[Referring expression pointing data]
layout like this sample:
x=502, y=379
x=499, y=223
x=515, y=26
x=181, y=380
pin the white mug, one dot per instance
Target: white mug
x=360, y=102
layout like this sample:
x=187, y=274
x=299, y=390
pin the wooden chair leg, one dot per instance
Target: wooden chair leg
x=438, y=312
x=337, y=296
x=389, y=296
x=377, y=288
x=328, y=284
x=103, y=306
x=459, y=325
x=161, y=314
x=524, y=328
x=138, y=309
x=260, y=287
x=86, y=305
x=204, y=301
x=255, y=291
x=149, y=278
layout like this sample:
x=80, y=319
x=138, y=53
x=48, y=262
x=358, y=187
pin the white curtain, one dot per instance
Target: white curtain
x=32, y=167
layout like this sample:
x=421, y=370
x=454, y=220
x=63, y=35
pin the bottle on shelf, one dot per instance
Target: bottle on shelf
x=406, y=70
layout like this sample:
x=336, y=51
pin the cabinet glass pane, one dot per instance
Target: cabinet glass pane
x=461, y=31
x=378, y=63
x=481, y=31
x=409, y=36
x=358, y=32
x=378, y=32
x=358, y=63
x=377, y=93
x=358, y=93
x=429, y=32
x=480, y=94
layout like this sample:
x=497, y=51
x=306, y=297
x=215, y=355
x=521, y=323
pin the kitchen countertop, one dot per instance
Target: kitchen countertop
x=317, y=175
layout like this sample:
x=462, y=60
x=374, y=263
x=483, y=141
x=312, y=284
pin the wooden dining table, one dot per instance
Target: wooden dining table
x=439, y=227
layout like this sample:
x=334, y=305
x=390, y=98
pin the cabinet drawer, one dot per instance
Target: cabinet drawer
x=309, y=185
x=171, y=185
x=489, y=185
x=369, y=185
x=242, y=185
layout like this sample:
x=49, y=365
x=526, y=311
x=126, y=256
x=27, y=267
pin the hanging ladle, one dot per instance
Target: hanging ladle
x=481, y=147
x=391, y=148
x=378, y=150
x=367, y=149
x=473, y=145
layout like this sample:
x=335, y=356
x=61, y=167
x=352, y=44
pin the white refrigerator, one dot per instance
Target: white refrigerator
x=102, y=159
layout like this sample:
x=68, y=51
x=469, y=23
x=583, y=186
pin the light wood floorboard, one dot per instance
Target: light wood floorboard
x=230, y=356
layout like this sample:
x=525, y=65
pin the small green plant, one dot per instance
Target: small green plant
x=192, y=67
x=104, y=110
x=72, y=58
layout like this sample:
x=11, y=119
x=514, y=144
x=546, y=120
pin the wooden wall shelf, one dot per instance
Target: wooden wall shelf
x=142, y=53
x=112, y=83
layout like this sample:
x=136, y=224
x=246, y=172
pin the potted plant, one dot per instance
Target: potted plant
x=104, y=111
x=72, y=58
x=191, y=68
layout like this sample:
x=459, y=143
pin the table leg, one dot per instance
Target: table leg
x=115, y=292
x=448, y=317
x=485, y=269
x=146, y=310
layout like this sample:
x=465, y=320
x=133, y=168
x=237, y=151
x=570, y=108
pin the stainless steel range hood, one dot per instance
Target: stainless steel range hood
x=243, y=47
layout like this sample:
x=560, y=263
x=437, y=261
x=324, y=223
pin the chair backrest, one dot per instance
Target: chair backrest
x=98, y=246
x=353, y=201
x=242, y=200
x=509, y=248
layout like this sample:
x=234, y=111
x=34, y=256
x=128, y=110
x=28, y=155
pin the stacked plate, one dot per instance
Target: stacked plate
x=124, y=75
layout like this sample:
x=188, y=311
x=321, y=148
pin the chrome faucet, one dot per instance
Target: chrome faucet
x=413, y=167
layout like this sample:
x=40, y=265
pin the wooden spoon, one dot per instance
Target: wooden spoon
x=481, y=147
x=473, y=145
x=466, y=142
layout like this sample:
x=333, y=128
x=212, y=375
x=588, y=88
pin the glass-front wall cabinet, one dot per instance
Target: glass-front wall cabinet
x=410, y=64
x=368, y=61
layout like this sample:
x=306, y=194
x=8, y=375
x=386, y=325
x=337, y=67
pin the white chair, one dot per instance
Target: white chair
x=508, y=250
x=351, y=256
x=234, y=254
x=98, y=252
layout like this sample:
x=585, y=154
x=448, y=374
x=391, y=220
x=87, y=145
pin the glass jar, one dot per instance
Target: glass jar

#### TASK STATEMENT
Give back, exactly as written, the stretch from the line with "x=61, y=167" through the line with "x=437, y=261", and no other lines from the records above.

#### TASK RESULT
x=61, y=167
x=352, y=44
pin the white refrigerator, one dot per instance
Target: white refrigerator
x=102, y=159
layout like this sample:
x=68, y=51
x=469, y=23
x=583, y=186
pin the light wood floorboard, one dot per instance
Target: light wood floorboard
x=230, y=356
layout like this sample:
x=525, y=65
pin the small green plant, one dot per instance
Target: small green plant
x=192, y=67
x=104, y=110
x=72, y=58
layout like this sample:
x=11, y=119
x=514, y=144
x=546, y=120
pin the wooden wall shelf, one dot per instance
Target: wooden wall shelf
x=142, y=53
x=112, y=83
layout like this sample:
x=136, y=224
x=246, y=172
pin the potted plant, one dot per instance
Target: potted plant
x=104, y=111
x=72, y=58
x=191, y=68
layout like this sample:
x=459, y=143
pin the table leg, one dot per instance
Target: table leg
x=115, y=292
x=448, y=317
x=485, y=269
x=146, y=310
layout like this sample:
x=465, y=320
x=133, y=168
x=237, y=151
x=570, y=108
pin the stainless steel range hood, one dot per instance
Target: stainless steel range hood
x=243, y=47
layout like this sample:
x=560, y=263
x=437, y=261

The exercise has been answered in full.